Instructions to follow
Copy the data below, swapping each "Guideline" for "Rule" and leaving everything else unchanged.

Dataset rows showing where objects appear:
....................
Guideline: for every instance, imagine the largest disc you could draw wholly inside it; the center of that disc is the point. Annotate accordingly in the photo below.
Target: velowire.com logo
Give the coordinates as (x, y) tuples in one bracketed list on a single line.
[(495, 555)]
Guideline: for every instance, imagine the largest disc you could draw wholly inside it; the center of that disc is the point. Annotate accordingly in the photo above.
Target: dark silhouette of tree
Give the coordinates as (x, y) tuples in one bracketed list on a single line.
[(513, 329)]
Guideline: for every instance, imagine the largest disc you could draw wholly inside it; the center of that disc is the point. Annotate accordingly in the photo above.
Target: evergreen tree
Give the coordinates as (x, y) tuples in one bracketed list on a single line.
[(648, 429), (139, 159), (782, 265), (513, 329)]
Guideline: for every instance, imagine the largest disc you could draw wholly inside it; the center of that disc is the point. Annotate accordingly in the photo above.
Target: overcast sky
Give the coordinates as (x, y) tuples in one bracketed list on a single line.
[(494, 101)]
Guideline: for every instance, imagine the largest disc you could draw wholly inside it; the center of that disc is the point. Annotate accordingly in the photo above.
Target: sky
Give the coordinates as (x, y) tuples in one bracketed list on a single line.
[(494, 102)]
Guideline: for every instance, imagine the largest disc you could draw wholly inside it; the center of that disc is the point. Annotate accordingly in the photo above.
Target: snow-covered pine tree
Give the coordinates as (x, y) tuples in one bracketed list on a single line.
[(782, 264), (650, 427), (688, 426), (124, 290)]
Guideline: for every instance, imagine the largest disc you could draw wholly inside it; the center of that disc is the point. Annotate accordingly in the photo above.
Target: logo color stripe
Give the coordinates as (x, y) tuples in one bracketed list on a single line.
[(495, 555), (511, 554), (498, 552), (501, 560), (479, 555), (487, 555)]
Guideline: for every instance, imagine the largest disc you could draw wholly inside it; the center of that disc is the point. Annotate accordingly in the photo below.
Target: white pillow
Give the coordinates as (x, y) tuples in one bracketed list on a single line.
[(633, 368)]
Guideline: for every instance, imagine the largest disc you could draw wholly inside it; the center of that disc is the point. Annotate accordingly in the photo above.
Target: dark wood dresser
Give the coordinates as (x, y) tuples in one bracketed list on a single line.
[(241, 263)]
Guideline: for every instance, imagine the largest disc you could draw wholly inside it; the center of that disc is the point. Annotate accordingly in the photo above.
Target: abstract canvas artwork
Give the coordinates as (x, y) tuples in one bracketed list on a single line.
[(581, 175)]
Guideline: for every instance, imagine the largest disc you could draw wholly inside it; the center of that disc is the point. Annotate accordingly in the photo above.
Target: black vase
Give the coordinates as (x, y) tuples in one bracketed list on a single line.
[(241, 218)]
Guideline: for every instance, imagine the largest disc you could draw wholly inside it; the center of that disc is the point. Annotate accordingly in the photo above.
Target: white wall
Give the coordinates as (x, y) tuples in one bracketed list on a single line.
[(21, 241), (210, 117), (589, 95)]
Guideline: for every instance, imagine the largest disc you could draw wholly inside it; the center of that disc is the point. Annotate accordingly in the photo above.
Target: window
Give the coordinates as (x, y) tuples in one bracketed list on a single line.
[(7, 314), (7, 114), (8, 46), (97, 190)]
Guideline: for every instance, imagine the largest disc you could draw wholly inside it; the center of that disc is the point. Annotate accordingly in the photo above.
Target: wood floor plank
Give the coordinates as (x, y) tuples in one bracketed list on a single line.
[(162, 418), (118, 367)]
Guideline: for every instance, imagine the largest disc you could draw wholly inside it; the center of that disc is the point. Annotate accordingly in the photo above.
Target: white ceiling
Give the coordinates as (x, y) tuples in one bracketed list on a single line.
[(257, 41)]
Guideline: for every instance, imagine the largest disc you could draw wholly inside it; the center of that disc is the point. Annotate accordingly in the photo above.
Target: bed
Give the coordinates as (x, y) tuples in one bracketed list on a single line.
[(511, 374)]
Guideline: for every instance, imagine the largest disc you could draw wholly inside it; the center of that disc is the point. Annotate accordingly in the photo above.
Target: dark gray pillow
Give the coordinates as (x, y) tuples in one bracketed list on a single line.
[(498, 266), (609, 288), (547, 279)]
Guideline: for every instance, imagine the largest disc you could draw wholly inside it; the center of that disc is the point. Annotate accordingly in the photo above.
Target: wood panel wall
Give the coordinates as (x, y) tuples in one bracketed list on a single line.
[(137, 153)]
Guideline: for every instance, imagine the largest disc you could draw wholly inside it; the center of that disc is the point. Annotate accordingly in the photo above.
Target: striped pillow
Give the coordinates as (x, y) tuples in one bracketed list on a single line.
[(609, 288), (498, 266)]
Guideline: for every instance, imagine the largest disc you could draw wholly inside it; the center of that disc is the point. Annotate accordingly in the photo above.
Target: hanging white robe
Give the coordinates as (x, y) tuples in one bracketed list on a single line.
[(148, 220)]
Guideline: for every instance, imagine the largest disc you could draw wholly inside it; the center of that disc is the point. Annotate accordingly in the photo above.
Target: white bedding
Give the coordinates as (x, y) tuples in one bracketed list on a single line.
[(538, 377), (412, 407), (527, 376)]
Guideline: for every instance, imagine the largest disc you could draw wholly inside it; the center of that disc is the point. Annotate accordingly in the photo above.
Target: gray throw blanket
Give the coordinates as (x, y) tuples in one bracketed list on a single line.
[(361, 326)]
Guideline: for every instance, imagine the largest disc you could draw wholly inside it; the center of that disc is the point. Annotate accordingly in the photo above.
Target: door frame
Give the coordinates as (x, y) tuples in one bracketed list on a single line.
....................
Finished answer
Rule: for every instance, imagine the largest disc you could draw wholly inside it; the center of that disc is the point. Annotate accordingly in the photo below.
Target: velowire.com logo
Give the coordinates as (x, y) tuples in one bracketed list on a single line.
[(495, 555)]
Rule: for every instance, imagine the largest disc you could draw wholly inside it; the center of that disc is the point. Annotate accordingly in the photo above.
Target: dark silhouette of tree
Give the coordinates as (x, y) tuples in one bracketed list on a single line.
[(513, 329)]
Rule: for every instance, imagine the largest disc you could draw wholly inside it; the center of that disc is the point. Annotate accordingly in the photo above.
Target: evergreen tree
Give the coordinates as (x, y) tuples in one bracketed list on a single line.
[(648, 429), (139, 159), (782, 265), (513, 329)]
Rule: for every instance, imagine the largest disc you could draw wholly inside it; the center of that disc is the point. Annotate accordingly in the photo above.
Target: overcast sky
Give the coordinates as (x, y) tuples in one bracketed list on a single line.
[(494, 101)]
Rule: for every instance, imagine the largest disc you could draw wholly inside it; the center of that disc is the point. Annotate accordingly in the photo above.
Target: sky
Give the coordinates as (x, y) tuples in one bracketed list on a single line.
[(494, 102)]
Rule: for every instance, imagine the largest disc you could draw wholly inside it; the center of that disc is the point. Annotate accordingly in the photo above.
Target: snow-covered pine tree
Give the coordinates as (x, y) tuples in one bracketed list on a single line.
[(782, 264), (650, 427), (688, 426), (124, 290)]
Rule: for every instance, imagine the largest disc you could draw wholly inside it; the center of that disc is the point. Annotate accordingly in the photo above.
Target: logo color stripe
Give the coordinates as (x, y) tuples in one bracketed list on a single line.
[(495, 555), (511, 554), (498, 552), (501, 560), (479, 555), (487, 555)]
Rule: for every instance, imagine the largest disc you could draw wholly inside it; the center of that disc is the point. Annotate accordingly in the photo below.
Target: white pillow
Give the coordinates as (x, y) tuples in one bracketed list on a single line.
[(633, 368)]
Rule: for every instance, imagine the largest disc you could draw wholly inside it; the center of that disc is the point. Annotate accordingly in the photo above.
Target: dark wood dresser
Give the coordinates as (x, y) tuples in one bracketed list on a single line.
[(241, 263)]
Rule: for every instance, imagine the largest disc you could draw wholly inside it; the center of that disc is the point. Annotate accordingly in the photo above.
Target: abstract canvas artwork
Give the coordinates as (x, y) tuples in one bracketed list on a single line.
[(581, 175)]
Rule: for every instance, imagine the largest disc you could draw wholly inside it; the center of that disc is the point. Annotate accordingly in the photo above.
Target: black vase
Give the coordinates as (x, y) tuples in one bracketed list on a single line.
[(241, 218)]
Rule: for every instance, imagine the largest disc you could draw wholly inside it; the center of that disc is the point. Annotate accordingly in the photo above.
Target: white wall
Give the coordinates as (x, y) tuples in one bracketed list on a single line.
[(21, 241), (210, 117), (589, 95)]
Rule: for every instance, imagine the largest disc you could draw wholly inside it; the center of that disc is the point. Annotate accordingly in the photo above.
Target: window
Give the coordinates as (x, y) tuples in one bracketed list on a single line.
[(7, 314), (7, 114), (8, 46), (97, 190)]
Rule: for every instance, imagine the largest disc you could draw wholly inside it; the center of that disc is the point. Annotate accordingly in the photo above.
Target: wood floor plank
Give the coordinates as (x, y) tuples in one bracketed list on a single line.
[(162, 418), (118, 367)]
Rule: for every instance, imagine the largest disc you could draw wholly inside it; the center of that disc is the point. Annotate accordingly in the photo above.
Target: white ceiling
Give the coordinates as (x, y) tuples in one bracketed list on a single line.
[(257, 41)]
Rule: for every instance, imagine the largest disc you could draw wholly inside it; the center of that disc is the point. Annotate accordingly in the photo above.
Target: bed
Give the coordinates as (x, y) tuples in one bracketed list on a single line.
[(511, 374)]
Rule: for every instance, imagine the largest disc you could draw wholly inside it; the center of that disc is the point. Annotate accordingly in the photo above.
Target: dark gray pillow
Give the coordinates as (x, y) tuples in one bracketed list on a single line.
[(498, 266), (609, 288), (547, 279)]
Rule: for every instance, imagine the largest disc you could draw wholly inside it; the center of that disc is the point. Annotate accordingly in the photo above.
Target: wood panel wall
Give the coordinates as (x, y) tuples in one bracketed list on a single line.
[(137, 153)]
Rule: for every instance, imagine the largest disc you could draw wholly inside it; the center of that disc is the point. Annotate accordingly in the photo above.
Target: striped pillow
Give the coordinates as (x, y) tuples in one bracketed list on a single line.
[(609, 288), (498, 266)]
Rule: for every instance, imagine the largest disc you could draw wholly inside it; the center of that disc is the point. Annotate accordingly in the photo above.
Target: hanging white robe
Give the coordinates as (x, y) tuples in one bracketed list on a single line.
[(148, 220)]
Rule: for every instance, imagine the largest disc you could draw wholly inside it; the center of that disc is the point. Annotate accordingly in the photo above.
Target: white bedding
Give the coordinates as (x, y) tuples in one bracketed list on a single line.
[(538, 377), (412, 407), (527, 376)]
Rule: for every instance, imagine the largest disc you could draw wholly inside it; the center of that disc is the point. Annotate accordingly in the photo above.
Target: gray throw blanket
Give the coordinates as (x, y) tuples in one bracketed list on a single line.
[(361, 326)]
Rule: for every instance, imagine the largest disc you could draw wholly inside it; the center of that disc is the point. Annotate accordingly in the photo above.
Target: door frame
Give the coordinates as (x, y) tuples in one bracketed list on a single line.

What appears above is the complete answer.